- **EXERCISE**:
With the pictures excluded, reproduce all of the data exactly.
=-=-=
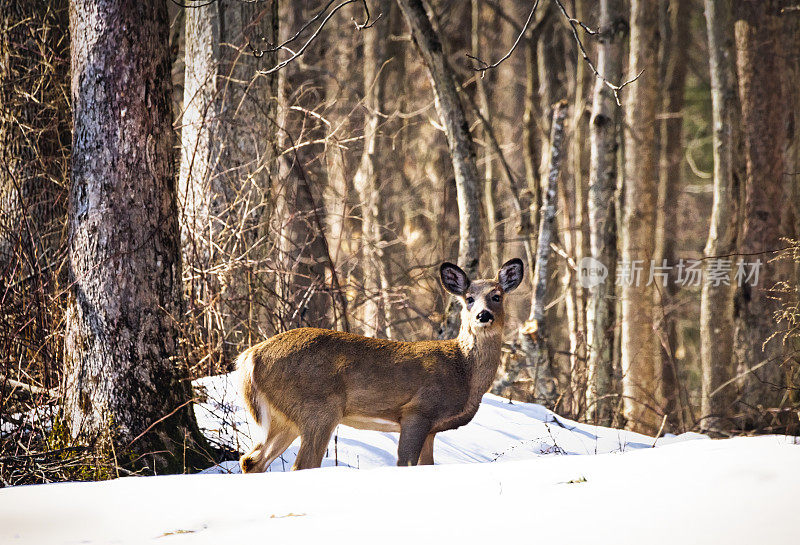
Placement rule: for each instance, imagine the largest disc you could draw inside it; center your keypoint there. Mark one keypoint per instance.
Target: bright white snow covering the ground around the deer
(543, 479)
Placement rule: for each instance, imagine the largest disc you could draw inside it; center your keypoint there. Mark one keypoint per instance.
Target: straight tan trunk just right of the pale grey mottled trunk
(640, 357)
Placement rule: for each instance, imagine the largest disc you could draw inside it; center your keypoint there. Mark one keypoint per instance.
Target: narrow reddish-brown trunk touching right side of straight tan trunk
(675, 36)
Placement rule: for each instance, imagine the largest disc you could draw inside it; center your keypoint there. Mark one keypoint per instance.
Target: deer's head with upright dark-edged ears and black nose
(482, 300)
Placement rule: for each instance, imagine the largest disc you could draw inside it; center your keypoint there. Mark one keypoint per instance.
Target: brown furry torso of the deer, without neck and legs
(333, 370)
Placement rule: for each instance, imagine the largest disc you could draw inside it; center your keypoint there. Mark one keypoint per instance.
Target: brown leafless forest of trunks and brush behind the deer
(181, 180)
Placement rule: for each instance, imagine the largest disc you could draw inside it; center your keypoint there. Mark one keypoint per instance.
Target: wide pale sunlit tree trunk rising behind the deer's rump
(227, 162)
=-=-=
- **TASK RESULT**:
Placement rule: for each instance, imagine the largest disc you could draw inside it; center your keypoint there. Mark one keypoint per instance.
Target: bright white snow covering the ground around the deer
(543, 479)
Placement rule: for each instance, imagine the largest disc you could draw inside it; center your keypoint there. Mark one keypoint per instance.
Target: straight tan trunk just right of the pale grey mottled trunk
(640, 357)
Placement rule: for each instance, imagine the largest disc you could draw inside it; center your keypoint there. Mark one keypoint per instance.
Target: narrow reddish-brown trunk touching right side of straight tan trunk
(675, 36)
Placement rule: for each instance, imagine the largest disc you could draw inside it; center your keypoint there. Mark one keypoint per instance.
Target: deer's head with upright dark-edged ears and black nose
(482, 300)
Placement rule: for each instance, imagine the largest disc you could draw inside it; center your keypoint there. Mark one keypoint per instance.
Target: brown furry torso of the deer, without neck and legs
(333, 370)
Placement rule: for each instance, imagine the largest disc you could draw inside it; center your keypoint there. Mark one keypoint per instance.
Target: brown leafless forest of trunks and brush behind the deer
(181, 180)
Placement rule: for each instance, imagine the largest disc you could draw inside it; center your keypoint there. Mark one keypoint per instance.
Target: wide pale sunlit tree trunk rising behind the deer's rump
(227, 162)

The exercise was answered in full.